◆ Required task 1: Retype everything from "Jon Paul Driver 1:12" down to "to AFIA’s members?" in the hay podcast transcript below, keeping it word for word.

>> START Extracted text

Podcast Highlights
In the first of our two part Hay Innovators series on the Feed Central Hay Matters Podcast, Jon Paul Driver sits down with Louis Kelly, Chairman of the Australian Fodder Industry Association (AFIA), and Bryce Riddell, the creator of HayShepherd, a groundbreaking system for monitoring hay sheds. The conversation covers critical developments from the AFIA conference, new technologies transforming hay farming, and the challenges and opportunities facing the fodder industry in Australia. Bryce Riddell introduces the HayShepherd system, developed to prevent hay shed fires by monitoring temperature changes in stored hay bales.
Best wishes,
Jon Paul Driver 0:05
Welcome to the Feed Central Hay Matters podcast. Your go to source for all things hay related in Australia. I’m your host, Jon Paul Driver in today’s episode, we’re joined by Lewis Kelly. Louis is the chair of AFIA. We’re going to talk about some of the goings on at the AFIA conference. I’ll start by welcoming you to the podcast. Would you tell us a little bit about where you’re from and your farming operation really quick?
Louis Kelly 0:30
Yeah, I’m from the bottom part of New South Wales, Southern Riverina. Predominantly, where I live is an irrigation district, Jerilderie is the closest town of about 700 people, and it’s in a triangle between Wagga, Albury, Shepparton, sort of thing, about 300 kilometers north of Melbourne. I think everyone knows where Melbourne is, over the new over the New South Wales border.
Jon Paul Driver 0:58
And what do you grow there?
Louis Kelly 0:59
Yeah, no, I’m predominantly focused on fodder. At the moment I’ve got a lot of clover for hay production and oats for the export market.
Jon Paul Driver 1:12
We’ve talked to Damon Humphris with taggr Gavin leersen with BailTime, and Bryce Riddell with HayShepherd, and they all presented at AFIA. And I want to highlight, how does AFIA collaborate with innovators and technologists to bring new solutions to AFIA’s members?
Louis Kelly 1:30
A lot of stuff just happened because of necessity, and it’s the same as their inventions. Necessity is the mother of invention. These three guys, have come along, and they’ve all got something to add to our industry. The HayShepherd, it’s almost a must now that we’re going to have more and more technology monitoring our hay sheds, in extreme cases with our insurance across the industry, people are finding they’re getting quotes for as much as 6% of the net value of the product they’ve got insured. That is unacceptable. We have to insurance companies. They’re sort of saying too high risk. We start to use Bryce’s technology in the top of a hay shed. It really opens your mind as to what, Hey, hang on, what’s out there? What can we do with this? Gavin with these… And I know that might probably appeal to me, and I’m trying not to blow that one up too much, because I’m going down the paddock to find out just how the hay is ready or not, because I’m the guy driving the baler. And that is such a convenience that if you could just go to bed and wait till the alarm went off instead of getting up every hour to go and have a look.
Jon Paul Driver 2:51
I’ve been living that this week, we’re trying to bail our second cutting Lucerne, and it’s exactly as you described, getting out of bed to go.

>> END Extracted text
>> START Entries provided

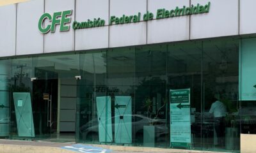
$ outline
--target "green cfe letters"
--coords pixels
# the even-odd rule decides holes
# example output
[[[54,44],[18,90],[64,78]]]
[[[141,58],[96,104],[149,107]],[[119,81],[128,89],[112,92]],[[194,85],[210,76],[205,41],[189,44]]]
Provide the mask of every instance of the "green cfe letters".
[[[67,16],[70,15],[72,15],[72,10],[54,12],[52,17],[48,13],[43,14],[38,22],[39,31],[42,33],[47,33],[50,30],[51,33],[54,33],[57,24],[60,25],[60,31],[68,31],[70,26],[67,26],[66,24],[70,22],[71,18],[67,17]],[[43,26],[43,24],[47,19],[51,24],[44,27]]]
[[[183,6],[179,8],[177,6],[173,10],[166,10],[165,8],[158,9],[156,11],[156,17],[154,14],[148,11],[145,14],[140,12],[132,15],[123,15],[122,17],[111,16],[109,18],[109,26],[116,24],[125,24],[130,23],[138,23],[141,20],[148,21],[154,19],[159,20],[166,18],[179,17],[185,15],[192,15],[195,14],[209,13],[210,10],[211,2],[208,2],[205,5],[201,5],[199,3],[196,5],[191,4],[188,7]],[[60,25],[60,31],[69,31],[70,25],[66,25],[71,22],[71,18],[68,16],[71,15],[72,10],[54,12],[52,15],[48,13],[43,14],[39,19],[38,29],[45,34],[51,31],[54,33],[56,26]],[[47,24],[47,23],[49,23]],[[105,26],[105,20],[100,18],[95,18],[93,20],[87,19],[83,22],[74,21],[72,28],[74,30],[82,29],[99,27]]]

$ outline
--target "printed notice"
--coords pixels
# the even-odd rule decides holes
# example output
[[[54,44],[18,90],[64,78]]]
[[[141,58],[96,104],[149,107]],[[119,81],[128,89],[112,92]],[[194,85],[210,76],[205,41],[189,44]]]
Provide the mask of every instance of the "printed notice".
[[[190,148],[190,89],[170,90],[171,147]]]

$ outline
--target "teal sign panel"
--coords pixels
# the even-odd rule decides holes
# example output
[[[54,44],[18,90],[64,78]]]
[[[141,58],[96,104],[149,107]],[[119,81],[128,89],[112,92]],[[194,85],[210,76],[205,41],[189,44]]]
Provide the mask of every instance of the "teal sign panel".
[[[132,98],[115,97],[115,140],[116,143],[132,143]]]
[[[35,137],[31,100],[29,92],[13,92],[19,136]]]
[[[111,101],[110,96],[96,98],[100,142],[112,142]]]
[[[170,146],[190,148],[190,89],[170,90]]]

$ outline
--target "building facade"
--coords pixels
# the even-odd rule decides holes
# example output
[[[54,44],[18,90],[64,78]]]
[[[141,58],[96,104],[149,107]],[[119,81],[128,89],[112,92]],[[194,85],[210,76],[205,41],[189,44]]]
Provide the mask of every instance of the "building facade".
[[[256,134],[255,5],[1,6],[0,137],[243,152]]]

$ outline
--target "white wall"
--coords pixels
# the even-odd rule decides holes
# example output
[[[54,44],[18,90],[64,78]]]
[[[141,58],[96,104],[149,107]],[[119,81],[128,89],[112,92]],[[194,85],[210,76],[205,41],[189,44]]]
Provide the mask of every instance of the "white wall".
[[[147,11],[175,9],[211,2],[208,13],[142,21]],[[256,33],[254,0],[37,0],[0,7],[0,57],[119,47]],[[101,27],[72,29],[43,34],[38,22],[43,12],[72,10],[71,23],[100,17]],[[17,12],[16,12],[16,10]],[[111,15],[141,13],[139,23],[109,25]],[[17,17],[16,18],[16,14]],[[16,23],[17,20],[17,23]],[[17,31],[16,31],[17,26]]]
[[[15,55],[16,5],[0,7],[0,57]]]
[[[44,12],[44,1],[31,1],[17,6],[16,55],[44,53],[44,35],[38,18]]]

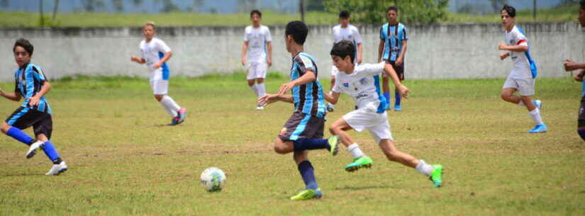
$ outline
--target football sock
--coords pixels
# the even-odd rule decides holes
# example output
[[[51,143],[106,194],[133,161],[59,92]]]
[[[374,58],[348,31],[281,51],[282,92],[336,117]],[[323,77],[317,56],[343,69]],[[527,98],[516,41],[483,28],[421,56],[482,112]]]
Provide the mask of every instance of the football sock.
[[[528,114],[530,115],[533,120],[534,120],[534,124],[536,125],[542,125],[544,123],[542,122],[542,118],[540,118],[540,110],[538,110],[538,108],[535,108],[532,111],[528,112]]]
[[[51,144],[50,141],[45,142],[43,151],[45,152],[45,154],[47,155],[47,157],[48,157],[53,164],[59,164],[61,163],[61,158],[59,157],[59,154],[57,153],[55,146]],[[59,163],[57,163],[57,161]]]
[[[362,149],[360,149],[360,146],[357,143],[354,143],[348,146],[347,151],[350,151],[350,153],[353,155],[353,158],[357,159],[362,157],[362,156],[365,156],[364,152],[362,152]]]
[[[299,164],[299,172],[303,177],[303,181],[307,189],[317,190],[319,186],[317,185],[317,180],[315,179],[315,169],[308,161],[303,161]]]
[[[394,105],[400,106],[400,93],[398,91],[394,92],[394,99],[396,100]]]
[[[18,140],[19,142],[24,143],[26,145],[30,145],[31,144],[33,144],[33,142],[35,141],[35,139],[33,139],[33,137],[29,137],[22,130],[15,127],[11,127],[10,129],[9,129],[6,132],[6,135],[9,135],[12,138],[14,138],[14,140]]]
[[[331,147],[327,139],[306,139],[299,138],[293,142],[294,151],[304,151],[313,149],[329,149]]]
[[[418,160],[418,164],[416,165],[415,169],[423,175],[430,176],[430,173],[433,172],[433,166],[427,164],[423,160]]]

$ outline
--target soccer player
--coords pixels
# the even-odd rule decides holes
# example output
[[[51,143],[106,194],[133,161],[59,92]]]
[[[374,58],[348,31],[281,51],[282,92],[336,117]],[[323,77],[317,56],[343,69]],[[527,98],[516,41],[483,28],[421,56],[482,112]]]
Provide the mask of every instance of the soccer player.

>> END Entries provided

◆ Required task 2: Find every line in the records above that contains the string "sock" and copy each of those lines. Case counts.

◆ Task output 1:
Jon Paul Driver 1:12
We’ve talked to Damon Humphris with taggr Gavin leersen with BailTime, and Bryce Riddell with HayShepherd, and they all presented at AFIA. And I want to highlight, how does AFIA collaborate with innovators and technologists to bring new solutions to AFIA’s members?

◆ Task output 2:
--target football sock
Provide the mask of every instance of the football sock.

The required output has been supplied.